- **Description of the task**: Only one range belongs in the answer: the line holding "Ground light wood" through the last line of the records, reproduced as is.

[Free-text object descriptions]

::::

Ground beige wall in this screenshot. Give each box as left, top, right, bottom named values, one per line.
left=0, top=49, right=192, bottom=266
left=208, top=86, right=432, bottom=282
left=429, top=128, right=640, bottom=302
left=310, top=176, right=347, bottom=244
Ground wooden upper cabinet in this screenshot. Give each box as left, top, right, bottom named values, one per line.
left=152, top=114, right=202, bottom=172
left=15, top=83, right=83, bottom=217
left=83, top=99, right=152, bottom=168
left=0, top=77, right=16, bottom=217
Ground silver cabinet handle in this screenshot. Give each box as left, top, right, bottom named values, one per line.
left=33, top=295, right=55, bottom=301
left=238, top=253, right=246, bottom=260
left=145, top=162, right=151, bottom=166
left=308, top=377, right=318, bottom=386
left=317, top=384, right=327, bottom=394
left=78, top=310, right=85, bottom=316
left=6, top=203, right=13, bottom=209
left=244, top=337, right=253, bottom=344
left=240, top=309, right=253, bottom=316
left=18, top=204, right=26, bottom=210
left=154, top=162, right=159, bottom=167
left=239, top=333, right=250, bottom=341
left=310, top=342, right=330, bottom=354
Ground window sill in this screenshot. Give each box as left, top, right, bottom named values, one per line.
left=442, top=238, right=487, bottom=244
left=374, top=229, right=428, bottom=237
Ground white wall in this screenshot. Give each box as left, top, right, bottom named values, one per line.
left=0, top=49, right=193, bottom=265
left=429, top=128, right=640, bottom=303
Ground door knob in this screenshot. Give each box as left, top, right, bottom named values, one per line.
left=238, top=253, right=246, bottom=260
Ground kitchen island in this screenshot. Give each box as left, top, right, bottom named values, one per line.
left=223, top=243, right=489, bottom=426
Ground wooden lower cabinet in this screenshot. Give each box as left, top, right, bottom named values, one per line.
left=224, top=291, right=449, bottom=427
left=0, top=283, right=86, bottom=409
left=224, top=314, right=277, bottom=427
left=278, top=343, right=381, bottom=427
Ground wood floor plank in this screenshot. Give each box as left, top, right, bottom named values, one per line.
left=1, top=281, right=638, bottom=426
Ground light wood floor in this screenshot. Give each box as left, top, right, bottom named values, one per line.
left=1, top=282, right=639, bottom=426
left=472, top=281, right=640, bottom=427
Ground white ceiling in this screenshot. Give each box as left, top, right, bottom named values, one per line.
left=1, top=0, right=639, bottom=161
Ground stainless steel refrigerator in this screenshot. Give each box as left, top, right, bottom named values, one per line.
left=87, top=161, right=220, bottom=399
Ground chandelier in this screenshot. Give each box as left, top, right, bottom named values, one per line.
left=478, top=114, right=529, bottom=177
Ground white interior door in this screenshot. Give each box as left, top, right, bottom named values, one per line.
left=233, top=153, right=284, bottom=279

::::

- **Answer to the problem**:
Ground light wood floor in this screenshot. Give each box as left, top, right, bottom named values, one per line.
left=1, top=282, right=639, bottom=426
left=472, top=281, right=640, bottom=427
Ground white ceiling in this screenshot. Give each box as left, top, right, bottom named values, one per line.
left=1, top=0, right=639, bottom=161
Ground stainless steel refrigerator in this screenshot. Give each box as left, top, right, bottom named values, one per line.
left=87, top=161, right=220, bottom=399
Ground chandelier in this screenshot. Give each box as left, top, right, bottom named values, one per line.
left=478, top=114, right=529, bottom=177
Ground white interior door in this screenshot. Give each box as left, top, right, bottom named values, one per line.
left=233, top=153, right=284, bottom=279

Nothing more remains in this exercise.